##### Given text #####
French playwright (1801–1858)

Ferdinand de Villeneuve (5 June 1801 – 27 September 1858) was a 19th-century French playwright.

== Short biography ==
He made his debut in the theatre at the age of 21 by partnering with Charles Dupeuty, and began to be successful from 1823 onwards. In 1825, he founded the newspaper La Nouveauté with Dupeuty, Amable de Saint-Hilaire and Musnier Desclozeaux, a publication which became a daily.

Co-director of the Théâtre de la Porte Saint-Martin with Anténor Joly from December 1835, he then directed, still with Joly, the Théâtre de la Renaissance in 1838 with its own funds.

His plays were presented on several 19th-century Parisian stages, including the Théâtre des Folies-Dramatiques, the Théâtre du Palais-Royal, the Théâtre du Vaudeville, and the Théâtre des Variétés.

The painter and photographer Julien Vallou de Villeneuve was his brother.
##### Data shown #####
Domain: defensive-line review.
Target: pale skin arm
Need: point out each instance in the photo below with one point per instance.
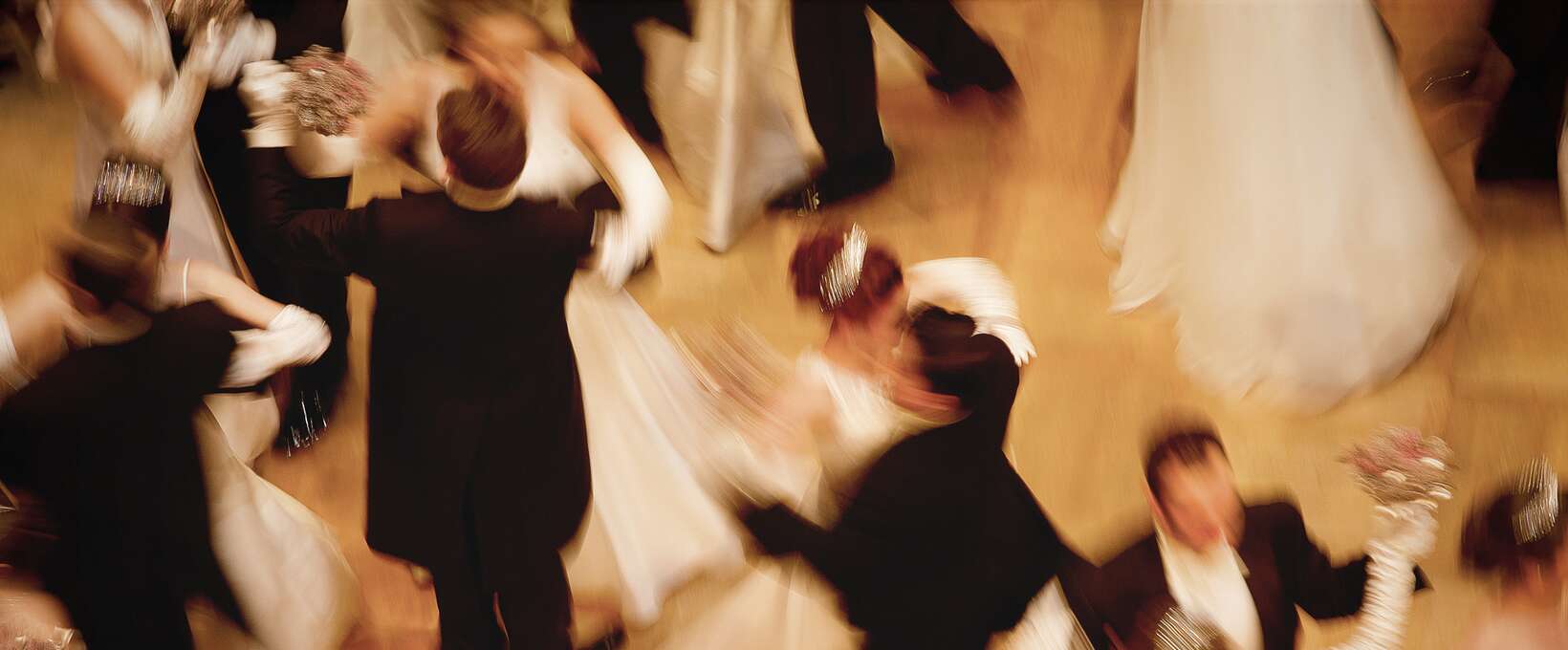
#####
## [To do]
1. Return the stretch of the Villeneuve biography from "His plays were" through "was his brother.", reproducing it without any change.
2. Render this sentence from the Villeneuve biography in Spanish: "Ferdinand de Villeneuve (5 June 1801 – 27 September 1858) was a 19th-century French playwright."
3. Summarize the Villeneuve biography in two sentences.

## [Answers for the tasks]
1.
His plays were presented on several 19th-century Parisian stages, including the Théâtre des Folies-Dramatiques, the Théâtre du Palais-Royal, the Théâtre du Vaudeville, and the Théâtre des Variétés.

The painter and photographer Julien Vallou de Villeneuve was his brother.

2. Ferdinand de Villeneuve (5 de junio de 1801 – 27 de septiembre de 1858) fue un dramaturgo francés del siglo XIX.

3. Ferdinand de Villeneuve (1801–1858) was a French playwright who made his theatrical debut at 21 in partnership with Charles Dupeuty and co-founded the newspaper La Nouveauté in 1825. With Anténor Joly he co-directed the Théâtre de la Porte Saint-Martin from December 1835 and then directed the Théâtre de la Renaissance in 1838, and his plays were presented on several Parisian stages.